INSTRUCTION:
Rewrite every item below, putting "jacket" wherever "coat" appears and leaving everything else untouched.

MATERIAL SUPPLIED:
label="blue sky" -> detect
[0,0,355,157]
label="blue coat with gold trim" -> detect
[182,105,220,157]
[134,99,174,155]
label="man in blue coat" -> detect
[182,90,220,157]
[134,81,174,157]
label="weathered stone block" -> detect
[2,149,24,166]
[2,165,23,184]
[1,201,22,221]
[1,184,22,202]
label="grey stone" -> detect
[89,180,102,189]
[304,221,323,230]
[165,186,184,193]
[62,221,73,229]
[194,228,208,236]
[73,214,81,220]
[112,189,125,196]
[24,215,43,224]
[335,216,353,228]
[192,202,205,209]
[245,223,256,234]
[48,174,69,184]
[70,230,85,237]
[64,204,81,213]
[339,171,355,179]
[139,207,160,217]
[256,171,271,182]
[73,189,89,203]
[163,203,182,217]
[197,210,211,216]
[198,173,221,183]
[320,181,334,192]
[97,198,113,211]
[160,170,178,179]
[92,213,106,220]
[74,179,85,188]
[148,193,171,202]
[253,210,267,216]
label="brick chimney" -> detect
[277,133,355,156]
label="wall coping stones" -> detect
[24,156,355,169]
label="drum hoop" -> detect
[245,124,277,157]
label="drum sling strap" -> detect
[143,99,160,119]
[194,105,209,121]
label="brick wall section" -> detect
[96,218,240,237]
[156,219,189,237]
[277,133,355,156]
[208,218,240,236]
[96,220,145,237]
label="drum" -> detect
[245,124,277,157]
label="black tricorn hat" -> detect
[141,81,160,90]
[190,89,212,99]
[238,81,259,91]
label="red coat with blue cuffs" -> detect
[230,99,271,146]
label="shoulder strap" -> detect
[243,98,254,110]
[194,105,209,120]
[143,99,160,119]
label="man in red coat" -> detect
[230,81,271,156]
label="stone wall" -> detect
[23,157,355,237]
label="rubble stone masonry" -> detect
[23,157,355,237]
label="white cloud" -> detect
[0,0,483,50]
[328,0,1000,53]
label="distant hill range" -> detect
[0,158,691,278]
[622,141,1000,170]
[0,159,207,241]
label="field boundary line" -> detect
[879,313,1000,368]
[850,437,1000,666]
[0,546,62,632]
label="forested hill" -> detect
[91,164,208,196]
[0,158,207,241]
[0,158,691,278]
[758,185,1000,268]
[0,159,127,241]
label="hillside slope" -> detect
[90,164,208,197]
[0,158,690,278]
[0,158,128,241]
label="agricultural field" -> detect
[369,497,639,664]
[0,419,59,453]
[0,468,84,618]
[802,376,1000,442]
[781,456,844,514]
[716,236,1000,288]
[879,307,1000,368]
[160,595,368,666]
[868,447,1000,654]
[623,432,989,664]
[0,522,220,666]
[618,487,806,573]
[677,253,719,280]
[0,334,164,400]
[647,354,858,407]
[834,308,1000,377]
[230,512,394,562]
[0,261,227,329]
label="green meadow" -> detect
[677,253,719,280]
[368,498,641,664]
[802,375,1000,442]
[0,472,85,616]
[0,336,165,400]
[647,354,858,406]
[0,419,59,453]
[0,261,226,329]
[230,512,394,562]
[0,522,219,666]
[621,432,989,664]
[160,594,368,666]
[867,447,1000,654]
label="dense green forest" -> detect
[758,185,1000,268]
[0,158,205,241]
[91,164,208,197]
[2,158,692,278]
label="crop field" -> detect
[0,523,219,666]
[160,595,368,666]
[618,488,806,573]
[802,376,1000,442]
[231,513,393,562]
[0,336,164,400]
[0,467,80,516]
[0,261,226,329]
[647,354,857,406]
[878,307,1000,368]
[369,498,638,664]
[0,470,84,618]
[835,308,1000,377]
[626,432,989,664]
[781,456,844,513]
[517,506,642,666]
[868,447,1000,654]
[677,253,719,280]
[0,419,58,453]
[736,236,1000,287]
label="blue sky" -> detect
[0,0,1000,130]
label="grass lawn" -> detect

RIGHT ANSWER:
label="blue sky" -> detect
[0,0,355,157]
label="blue jacket with gold trim" -> detect
[182,105,220,157]
[134,99,174,155]
label="man in blue jacket" -> detect
[182,90,220,157]
[134,81,174,157]
label="weathered stone block" -> detect
[2,149,24,166]
[2,165,23,184]
[1,201,22,221]
[1,184,22,202]
label="grey stone" -> detect
[89,180,102,189]
[304,221,323,230]
[165,186,184,193]
[62,221,73,229]
[194,228,208,236]
[73,214,81,220]
[112,189,125,196]
[24,215,43,224]
[335,216,353,228]
[192,202,205,209]
[245,223,256,234]
[48,174,69,184]
[70,230,85,237]
[64,204,81,213]
[339,171,355,179]
[139,207,160,217]
[256,171,271,182]
[73,189,89,203]
[163,203,182,217]
[197,210,211,216]
[198,173,221,183]
[320,181,334,192]
[97,198,113,211]
[160,170,178,179]
[92,213,106,220]
[74,179,85,188]
[148,193,171,202]
[253,210,267,216]
label="brick chimney" -> detect
[277,133,355,156]
label="wall coping stones" -> detect
[24,156,355,169]
label="drum hoop" -> detect
[245,124,277,157]
label="drum sling strap" -> detect
[143,99,160,119]
[194,105,209,121]
label="brick wall section" -> detect
[96,218,240,237]
[156,219,189,237]
[277,133,355,156]
[208,218,240,236]
[96,220,145,237]
label="drum" -> detect
[245,124,277,157]
label="black tricorn hat" -> detect
[141,81,160,90]
[190,89,212,99]
[238,81,259,91]
label="red jacket with blue cuffs" -> detect
[230,99,271,146]
label="shoulder strap" -> detect
[243,98,254,110]
[194,105,209,120]
[143,99,160,119]
label="man in red jacket" -> detect
[230,81,271,156]
label="stone wall" -> detect
[23,157,355,237]
label="rubble stone masonry" -> detect
[23,157,355,237]
label="white cloud" -> detect
[0,0,483,50]
[328,0,1000,53]
label="distant hill range" -> detect
[0,158,691,278]
[622,141,1000,170]
[0,159,207,241]
label="field boundary line" -> detect
[879,313,1000,368]
[850,437,1000,666]
[0,546,62,632]
label="forested hill" -> detect
[91,164,208,196]
[0,158,207,241]
[0,158,691,278]
[758,185,1000,268]
[0,159,127,241]
label="hillside slope" -> detect
[90,164,208,197]
[0,158,690,278]
[0,158,128,241]
label="agricultural field" -> detect
[369,497,639,664]
[0,419,59,453]
[0,468,84,618]
[802,376,1000,442]
[781,456,844,514]
[716,236,1000,288]
[879,307,1000,368]
[160,595,368,666]
[868,447,1000,654]
[623,432,989,664]
[0,522,220,666]
[618,487,806,573]
[677,253,719,280]
[0,334,164,400]
[647,354,858,407]
[834,308,1000,377]
[230,512,394,562]
[0,261,227,329]
label="green meadow" -> detect
[677,253,719,280]
[368,498,641,664]
[802,375,1000,442]
[0,472,85,616]
[0,336,165,400]
[647,354,858,406]
[0,419,59,453]
[0,261,226,329]
[230,512,394,562]
[0,522,219,666]
[621,432,989,664]
[160,594,368,666]
[867,447,1000,654]
label="dense green forest" -> detect
[758,185,1000,268]
[0,158,205,241]
[91,164,208,197]
[2,158,692,278]
label="crop field" -> detect
[0,523,219,666]
[160,595,368,666]
[618,488,806,573]
[802,376,1000,442]
[231,513,393,562]
[0,336,164,400]
[0,467,80,516]
[0,261,226,329]
[647,354,857,406]
[878,307,1000,368]
[369,498,638,664]
[0,470,84,618]
[835,308,1000,377]
[626,432,989,664]
[781,456,844,513]
[517,506,642,666]
[868,447,1000,654]
[677,253,719,280]
[0,419,58,453]
[736,236,1000,287]
label="blue sky" -> detect
[0,0,1000,130]
label="grass lawn" -> detect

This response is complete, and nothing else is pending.